The enhancement factor was calculated according to the calculations provided in the literature1,53,54,55. The enhancement factor per molecule is calculated using the equation:

$${\mathrm{EF}} = \frac{{\frac{{I_{\mathrm{QOS}}}}{{N_{\mathrm{QOS}}}}}}{{\frac{{I_{{\mathrm{graphite}}}}}{{N_{{\mathrm{graphite}}}}}}}$$
$$N_{{\mathrm{graphite}}} = \pi r^2{\mathrm{hc}}N_A$$
$$N_{{\mathrm{QOS}}} = SA_{{\mathrm{eff}}}\left( {C_{{\mathrm{ads}}}N_A\frac{{1000\,L}}{{1\,{\mathrm{m}}^3}}} \right)^{2/3}$$

where I is the intensity of the peak selected, N is the number of molecules in the laser spot. The number of molecules in the laser spot size was calculated using a laser spot size of 1 µm (0.5 µm radius), the laser penetration depth was considered as 10 µm based on ×20 long working distance objective. Hence, the volume in the laser spot size 26.17 µm3. Then by using the values for crystal violet (density 0.981 g/cm3, molar mass 407.979 g/mol) and Rhodamine 6 G (density 1.26 g/cm3, molar mass 479.02 g/mol) to find the number of molecules in the laser spot size. Using the above-mentioned values, the values of Ngraphite as 1.047 × 1016, 1.579 × 1016 for crystal violet and rhodamine 6 G, respectively. The number of molecules contributing to SERS enhancement on the surface of QOS is based on the following assumptions: (i) The first layer of QOS contributes to observed SERS enhancement, (ii) The molecules adsorbed on the surface of QOS lie parallel to the surface. This is confirmed by the presence of symmetric modes in the SERS spectra including out-of-plane C–H deformation, ring deformation, in-plane C–H bending vibration, ring stretch vibration54. This assumptions is further confirmed by DFT calculations provided in the literature56. The value of NQOS was obtained by dividing the laser surface area (6.28 µm2) by the effective cross-sectional area per molecule (6 × 10−7)54,57,58. Hence, the calculated value of NQOS to obtain the number of molecules on QOS 1.04 × 10−7. The values of IQOS and Igraphite was obtained from the SERS spectra in Fig. 2. The calculation for picomolar concentration of analyte is provided in Table 1.

★ ★ ★ ★ ★

What the exercise asks
Reproduce the passage on calculating the enhancement factor word for word, including every equation.

★ ★ ★ ★ ★

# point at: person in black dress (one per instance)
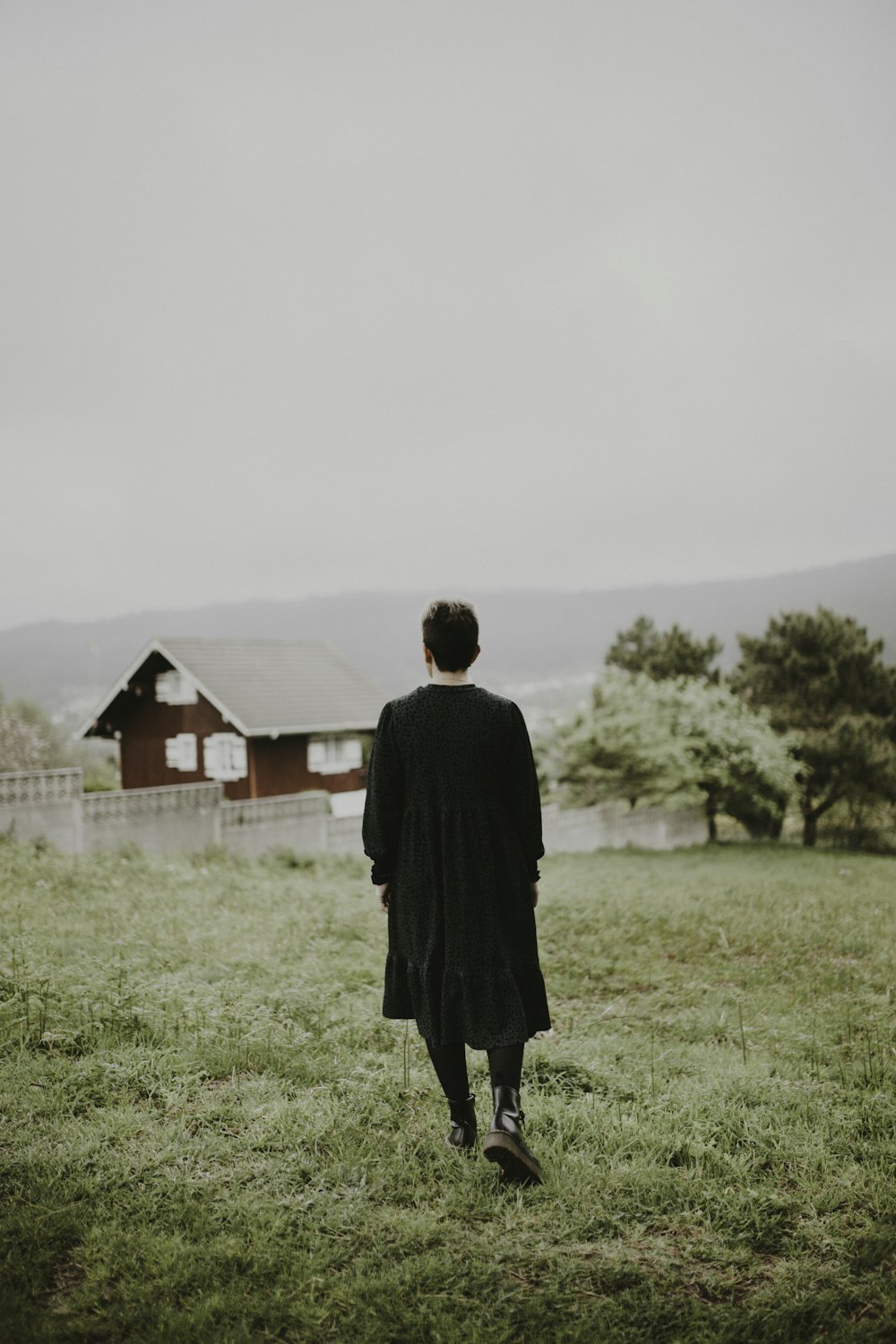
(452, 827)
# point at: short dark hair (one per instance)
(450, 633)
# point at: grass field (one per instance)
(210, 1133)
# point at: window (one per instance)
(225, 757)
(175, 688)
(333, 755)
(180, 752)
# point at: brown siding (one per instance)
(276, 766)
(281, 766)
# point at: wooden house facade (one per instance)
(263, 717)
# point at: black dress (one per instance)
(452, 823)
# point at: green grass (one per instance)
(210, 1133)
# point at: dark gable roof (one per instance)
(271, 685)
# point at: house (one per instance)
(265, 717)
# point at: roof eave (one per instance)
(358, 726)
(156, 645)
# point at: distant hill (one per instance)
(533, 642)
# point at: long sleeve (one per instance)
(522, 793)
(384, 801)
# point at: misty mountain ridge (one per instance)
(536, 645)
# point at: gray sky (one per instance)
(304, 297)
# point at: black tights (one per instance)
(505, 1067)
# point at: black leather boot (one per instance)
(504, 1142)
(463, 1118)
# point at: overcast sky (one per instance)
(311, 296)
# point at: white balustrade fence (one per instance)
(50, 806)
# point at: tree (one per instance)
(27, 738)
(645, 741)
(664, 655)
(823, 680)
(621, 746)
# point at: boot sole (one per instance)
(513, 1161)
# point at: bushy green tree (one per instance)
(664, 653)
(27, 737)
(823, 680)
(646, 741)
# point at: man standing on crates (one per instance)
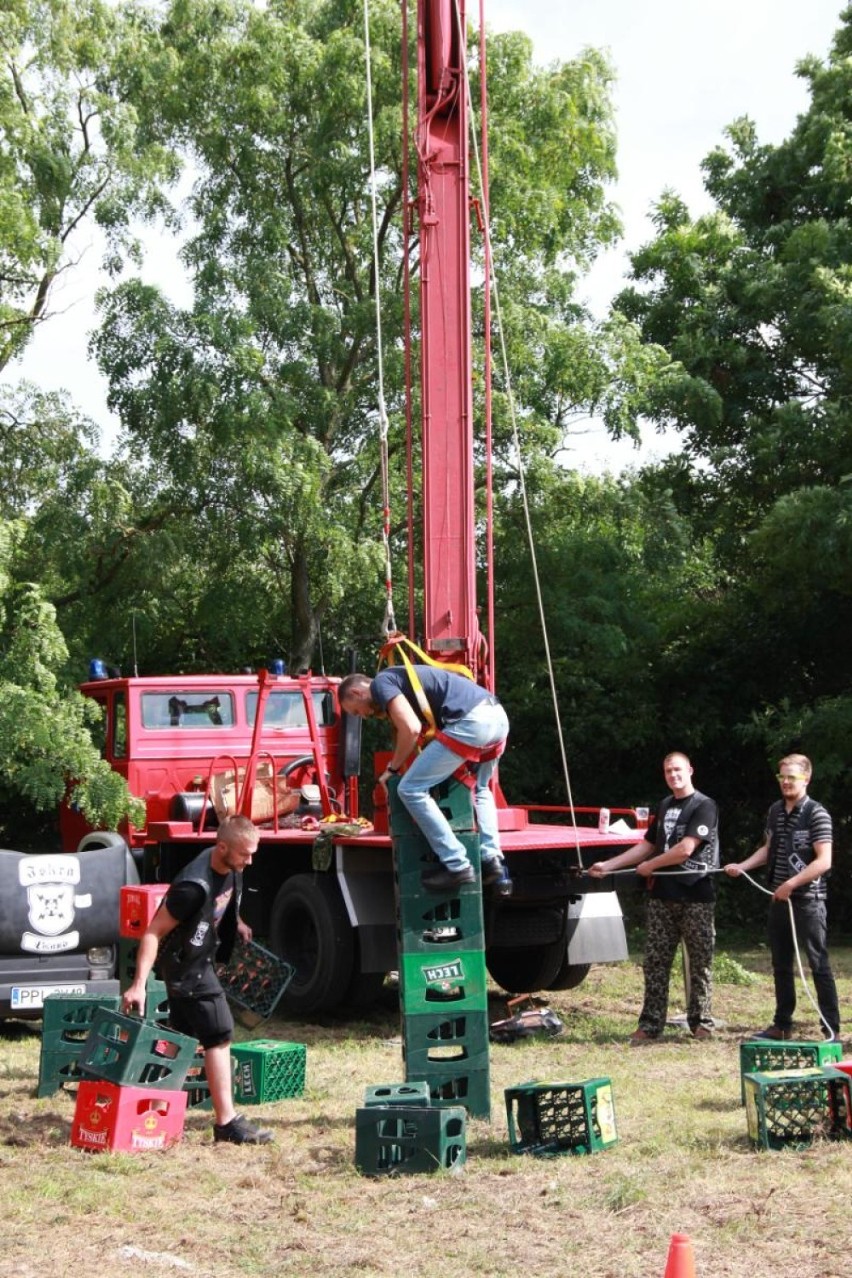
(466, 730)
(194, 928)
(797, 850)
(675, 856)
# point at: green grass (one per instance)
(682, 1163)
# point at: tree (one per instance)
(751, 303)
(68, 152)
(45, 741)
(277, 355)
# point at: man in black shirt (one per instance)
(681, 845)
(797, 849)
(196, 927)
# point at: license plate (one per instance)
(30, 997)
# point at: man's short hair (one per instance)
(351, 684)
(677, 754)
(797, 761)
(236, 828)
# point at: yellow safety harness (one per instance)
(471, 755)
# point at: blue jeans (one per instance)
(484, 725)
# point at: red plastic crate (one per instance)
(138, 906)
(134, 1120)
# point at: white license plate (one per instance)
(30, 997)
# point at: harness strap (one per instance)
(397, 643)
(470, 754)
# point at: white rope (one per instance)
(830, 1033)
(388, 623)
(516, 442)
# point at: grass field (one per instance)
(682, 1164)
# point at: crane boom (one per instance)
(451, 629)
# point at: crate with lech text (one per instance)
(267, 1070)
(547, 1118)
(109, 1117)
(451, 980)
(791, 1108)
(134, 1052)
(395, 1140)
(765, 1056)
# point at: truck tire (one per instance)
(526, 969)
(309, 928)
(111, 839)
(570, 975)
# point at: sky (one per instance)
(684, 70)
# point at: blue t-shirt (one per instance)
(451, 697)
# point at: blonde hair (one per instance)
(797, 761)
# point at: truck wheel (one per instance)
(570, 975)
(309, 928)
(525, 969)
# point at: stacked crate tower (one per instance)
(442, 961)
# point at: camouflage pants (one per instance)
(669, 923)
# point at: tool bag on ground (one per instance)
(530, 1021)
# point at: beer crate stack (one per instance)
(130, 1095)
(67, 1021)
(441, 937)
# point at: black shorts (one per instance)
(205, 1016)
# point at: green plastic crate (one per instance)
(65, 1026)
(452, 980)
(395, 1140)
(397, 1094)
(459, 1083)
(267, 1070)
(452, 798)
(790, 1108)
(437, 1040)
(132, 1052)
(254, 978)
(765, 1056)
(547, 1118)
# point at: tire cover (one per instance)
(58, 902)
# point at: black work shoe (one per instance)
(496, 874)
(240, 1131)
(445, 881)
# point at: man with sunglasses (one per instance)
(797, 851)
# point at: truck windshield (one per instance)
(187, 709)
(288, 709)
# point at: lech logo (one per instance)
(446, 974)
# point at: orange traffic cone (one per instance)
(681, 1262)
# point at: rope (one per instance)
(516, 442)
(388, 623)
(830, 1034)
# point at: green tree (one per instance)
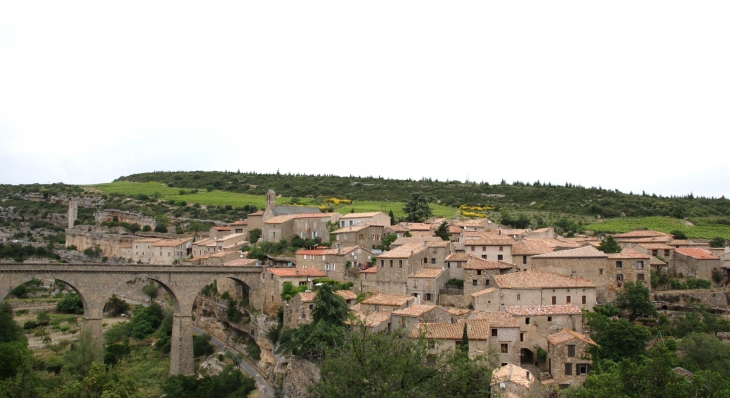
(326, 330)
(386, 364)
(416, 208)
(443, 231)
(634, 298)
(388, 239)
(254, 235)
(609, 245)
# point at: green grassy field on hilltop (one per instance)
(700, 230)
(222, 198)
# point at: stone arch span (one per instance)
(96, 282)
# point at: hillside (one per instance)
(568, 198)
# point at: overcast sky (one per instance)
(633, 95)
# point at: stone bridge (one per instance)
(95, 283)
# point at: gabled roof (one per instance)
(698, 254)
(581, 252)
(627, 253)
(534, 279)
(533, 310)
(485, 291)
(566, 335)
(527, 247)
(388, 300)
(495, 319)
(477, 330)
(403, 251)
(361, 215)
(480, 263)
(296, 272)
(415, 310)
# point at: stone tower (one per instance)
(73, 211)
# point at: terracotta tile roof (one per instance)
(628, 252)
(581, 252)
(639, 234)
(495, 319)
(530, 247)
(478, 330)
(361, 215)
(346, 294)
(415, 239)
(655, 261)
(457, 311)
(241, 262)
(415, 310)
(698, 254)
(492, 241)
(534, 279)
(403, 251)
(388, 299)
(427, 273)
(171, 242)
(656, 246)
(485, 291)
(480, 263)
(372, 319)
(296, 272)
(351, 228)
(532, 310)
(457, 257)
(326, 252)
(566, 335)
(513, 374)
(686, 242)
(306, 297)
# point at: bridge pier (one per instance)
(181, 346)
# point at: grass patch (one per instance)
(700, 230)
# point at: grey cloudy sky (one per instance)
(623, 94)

★ ★ ★ ★ ★

Solution
The enhancement factor was calculated according to the calculations provided in the literature1,53,54,55. The enhancement factor per molecule is calculated using the equation:

$${\mathrm{EF}} = \frac{{\frac{{I_{\mathrm{QOS}}}}{{N_{\mathrm{QOS}}}}}}{{\frac{{I_{{\mathrm{graphite}}}}}{{N_{{\mathrm{graphite}}}}}}}$$
$$N_{{\mathrm{graphite}}} = \pi r^2{\mathrm{hc}}N_A$$
$$N_{{\mathrm{QOS}}} = SA_{{\mathrm{eff}}}\left( {C_{{\mathrm{ads}}}N_A\frac{{1000\,L}}{{1\,{\mathrm{m}}^3}}} \right)^{2/3}$$

where I is the intensity of the peak selected, N is the number of molecules in the laser spot. The number of molecules in the laser spot size was calculated using a laser spot size of 1 µm (0.5 µm radius), the laser penetration depth was considered as 10 µm based on ×20 long working distance objective. Hence, the volume in the laser spot size 26.17 µm3. Then by using the values for crystal violet (density 0.981 g/cm3, molar mass 407.979 g/mol) and Rhodamine 6 G (density 1.26 g/cm3, molar mass 479.02 g/mol) to find the number of molecules in the laser spot size. Using the above-mentioned values, the values of Ngraphite as 1.047 × 1016, 1.579 × 1016 for crystal violet and rhodamine 6 G, respectively. The number of molecules contributing to SERS enhancement on the surface of QOS is based on the following assumptions: (i) The first layer of QOS contributes to observed SERS enhancement, (ii) The molecules adsorbed on the surface of QOS lie parallel to the surface. This is confirmed by the presence of symmetric modes in the SERS spectra including out-of-plane C–H deformation, ring deformation, in-plane C–H bending vibration, ring stretch vibration54. This assumptions is further confirmed by DFT calculations provided in the literature56. The value of NQOS was obtained by dividing the laser surface area (6.28 µm2) by the effective cross-sectional area per molecule (6 × 10−7)54,57,58. Hence, the calculated value of NQOS to obtain the number of molecules on QOS 1.04 × 10−7. The values of IQOS and Igraphite was obtained from the SERS spectra in Fig. 2. The calculation for picomolar concentration of analyte is provided in Table 1.